• **EXERCISE DIRECTIONS**: Quote the data below in full, line for line, without changing a single character.

◇ ◇ ◇ ◇ ◇

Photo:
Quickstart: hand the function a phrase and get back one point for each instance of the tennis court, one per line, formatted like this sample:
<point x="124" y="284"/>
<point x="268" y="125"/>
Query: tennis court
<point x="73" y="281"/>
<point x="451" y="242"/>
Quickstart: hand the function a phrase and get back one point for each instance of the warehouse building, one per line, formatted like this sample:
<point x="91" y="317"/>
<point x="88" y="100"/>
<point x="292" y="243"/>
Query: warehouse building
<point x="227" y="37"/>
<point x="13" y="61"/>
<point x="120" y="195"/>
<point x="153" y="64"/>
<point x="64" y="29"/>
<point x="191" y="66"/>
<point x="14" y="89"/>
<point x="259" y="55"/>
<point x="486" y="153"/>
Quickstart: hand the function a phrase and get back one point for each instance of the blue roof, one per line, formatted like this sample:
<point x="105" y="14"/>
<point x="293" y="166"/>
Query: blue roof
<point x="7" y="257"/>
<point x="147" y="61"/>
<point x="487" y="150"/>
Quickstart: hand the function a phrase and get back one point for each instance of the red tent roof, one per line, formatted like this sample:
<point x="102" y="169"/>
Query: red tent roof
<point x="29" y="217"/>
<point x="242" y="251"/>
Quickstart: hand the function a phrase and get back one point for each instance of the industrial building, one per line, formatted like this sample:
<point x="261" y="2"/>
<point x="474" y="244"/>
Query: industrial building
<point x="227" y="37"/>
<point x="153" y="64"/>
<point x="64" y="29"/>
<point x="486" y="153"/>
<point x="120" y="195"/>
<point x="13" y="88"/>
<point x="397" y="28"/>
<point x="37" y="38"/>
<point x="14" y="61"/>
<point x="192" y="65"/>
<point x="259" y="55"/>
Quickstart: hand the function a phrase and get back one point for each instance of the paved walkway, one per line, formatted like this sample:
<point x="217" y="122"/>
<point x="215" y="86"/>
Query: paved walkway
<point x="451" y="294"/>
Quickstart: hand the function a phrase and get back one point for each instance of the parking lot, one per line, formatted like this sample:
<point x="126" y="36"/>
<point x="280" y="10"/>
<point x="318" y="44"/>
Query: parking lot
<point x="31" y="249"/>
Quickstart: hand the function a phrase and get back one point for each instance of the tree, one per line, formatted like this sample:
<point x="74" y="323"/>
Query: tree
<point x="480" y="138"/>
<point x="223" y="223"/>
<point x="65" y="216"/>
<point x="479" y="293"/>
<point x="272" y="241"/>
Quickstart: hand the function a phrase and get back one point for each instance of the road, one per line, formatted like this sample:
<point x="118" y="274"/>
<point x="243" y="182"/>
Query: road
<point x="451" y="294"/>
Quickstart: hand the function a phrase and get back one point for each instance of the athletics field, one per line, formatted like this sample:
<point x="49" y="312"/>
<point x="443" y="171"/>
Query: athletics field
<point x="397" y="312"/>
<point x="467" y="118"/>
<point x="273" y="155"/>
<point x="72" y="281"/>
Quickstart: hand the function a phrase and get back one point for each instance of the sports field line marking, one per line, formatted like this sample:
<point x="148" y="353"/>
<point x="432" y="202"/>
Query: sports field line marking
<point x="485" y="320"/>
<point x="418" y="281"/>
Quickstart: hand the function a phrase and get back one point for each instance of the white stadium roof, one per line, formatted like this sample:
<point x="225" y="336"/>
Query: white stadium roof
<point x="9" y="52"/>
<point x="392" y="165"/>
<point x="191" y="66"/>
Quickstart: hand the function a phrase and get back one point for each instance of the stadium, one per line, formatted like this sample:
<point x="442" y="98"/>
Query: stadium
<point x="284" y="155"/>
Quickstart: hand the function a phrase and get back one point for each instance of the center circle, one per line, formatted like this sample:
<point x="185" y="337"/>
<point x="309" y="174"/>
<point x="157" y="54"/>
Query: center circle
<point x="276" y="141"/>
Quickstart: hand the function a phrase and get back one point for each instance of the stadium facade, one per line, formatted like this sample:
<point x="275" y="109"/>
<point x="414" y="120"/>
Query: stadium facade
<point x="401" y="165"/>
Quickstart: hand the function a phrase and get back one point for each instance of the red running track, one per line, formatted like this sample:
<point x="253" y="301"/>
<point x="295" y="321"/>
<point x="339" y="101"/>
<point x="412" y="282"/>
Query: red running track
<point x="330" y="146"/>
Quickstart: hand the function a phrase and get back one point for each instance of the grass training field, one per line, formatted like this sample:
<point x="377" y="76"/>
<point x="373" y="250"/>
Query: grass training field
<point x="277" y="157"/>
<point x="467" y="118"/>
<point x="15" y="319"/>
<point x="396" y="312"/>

◇ ◇ ◇ ◇ ◇

• **PROBLEM SOLUTION**:
Photo:
Quickstart: hand the function a phrase and get back one point for each instance of the tennis court, one per line, formatted like this sample:
<point x="124" y="284"/>
<point x="268" y="125"/>
Query: tennis court
<point x="73" y="281"/>
<point x="451" y="242"/>
Quickstart: hand the function a phrase and get back one point for each instance of the warehouse building, one per line, formatted like this sample:
<point x="91" y="317"/>
<point x="88" y="100"/>
<point x="292" y="243"/>
Query: warehouse building
<point x="227" y="37"/>
<point x="13" y="61"/>
<point x="120" y="195"/>
<point x="153" y="64"/>
<point x="64" y="29"/>
<point x="191" y="66"/>
<point x="14" y="89"/>
<point x="259" y="55"/>
<point x="486" y="153"/>
Quickstart: hand the function a phrase and get back one point for each instance of the blue roof, one per line, formatted like this sample:
<point x="105" y="14"/>
<point x="293" y="166"/>
Query: blue roof
<point x="7" y="257"/>
<point x="147" y="61"/>
<point x="487" y="150"/>
Quickstart: hand the function a phrase and get back one point for each instance of the red tent roof, one per line, formatted like this sample:
<point x="102" y="169"/>
Query: red tent roof
<point x="29" y="217"/>
<point x="242" y="251"/>
Quickstart: hand the function a phrase and get back one point for each instance of the industrial building, one per line, formatted like this sample:
<point x="261" y="2"/>
<point x="474" y="244"/>
Query: industrial building
<point x="227" y="37"/>
<point x="153" y="64"/>
<point x="64" y="29"/>
<point x="486" y="153"/>
<point x="120" y="195"/>
<point x="13" y="88"/>
<point x="397" y="28"/>
<point x="37" y="38"/>
<point x="14" y="61"/>
<point x="192" y="65"/>
<point x="259" y="55"/>
Quickstart: hand the function a phrase and get back one point for each instance of the paved walkway, one per line, formatted like this sample:
<point x="217" y="122"/>
<point x="215" y="86"/>
Query: paved walkway
<point x="451" y="294"/>
Quickstart: hand the function a phrase and get back one point for each instance of the parking lot, one per line, formatted like this sample:
<point x="126" y="36"/>
<point x="280" y="10"/>
<point x="318" y="44"/>
Query: parking lot
<point x="31" y="249"/>
Quickstart: hand the function a phrase and get back one point for each instance of the tree, one per line, formatted like this sample:
<point x="74" y="323"/>
Query: tree
<point x="480" y="138"/>
<point x="223" y="223"/>
<point x="65" y="216"/>
<point x="479" y="293"/>
<point x="272" y="241"/>
Quickstart: hand the function a phrase and get back one point for each instance of the road, one per line, formatted like this sample:
<point x="118" y="274"/>
<point x="243" y="182"/>
Query: road
<point x="451" y="294"/>
Quickstart: hand the function a phrase and get back one point for each instance of the athletics field, one per line, formatted like this sample:
<point x="49" y="312"/>
<point x="443" y="171"/>
Query: athletics field
<point x="397" y="312"/>
<point x="467" y="118"/>
<point x="273" y="155"/>
<point x="72" y="281"/>
Quickstart: hand the function a phrase and get back one point for each instance of the sports field line marking, one per line, formatted like this sample:
<point x="148" y="353"/>
<point x="432" y="202"/>
Query: sports field line marking
<point x="485" y="320"/>
<point x="418" y="281"/>
Quickstart: hand the function a phrase and get back one point for each instance of the white stadium roof, one per line, formatted like this sample:
<point x="225" y="336"/>
Query: white stadium roof
<point x="9" y="52"/>
<point x="392" y="165"/>
<point x="191" y="66"/>
Quickstart: hand the function a phrase and get back one point for each instance of the stadium, one per line, formatted like this sample:
<point x="442" y="98"/>
Query: stadium
<point x="284" y="155"/>
Quickstart: hand the function a phrase and get back one point for each instance of the center circle, one per line, formatted like this sample:
<point x="185" y="337"/>
<point x="309" y="174"/>
<point x="157" y="54"/>
Query: center circle
<point x="276" y="141"/>
Quickstart: hand the function a phrase and get back one point for each instance of the stadium facade, one per line, formatted like this sample:
<point x="275" y="109"/>
<point x="414" y="120"/>
Query: stadium facade
<point x="401" y="165"/>
Quickstart: hand the function a phrase and get back one point for each instance of the red running track, one per line, formatted like this sample:
<point x="253" y="301"/>
<point x="295" y="321"/>
<point x="339" y="101"/>
<point x="412" y="282"/>
Query: red running track
<point x="330" y="146"/>
Quickstart: hand the function a phrase and get back one point for each instance of the grass training field, one per line, formatted like this sample:
<point x="377" y="76"/>
<point x="373" y="250"/>
Query: grass training field
<point x="277" y="157"/>
<point x="467" y="118"/>
<point x="15" y="319"/>
<point x="396" y="312"/>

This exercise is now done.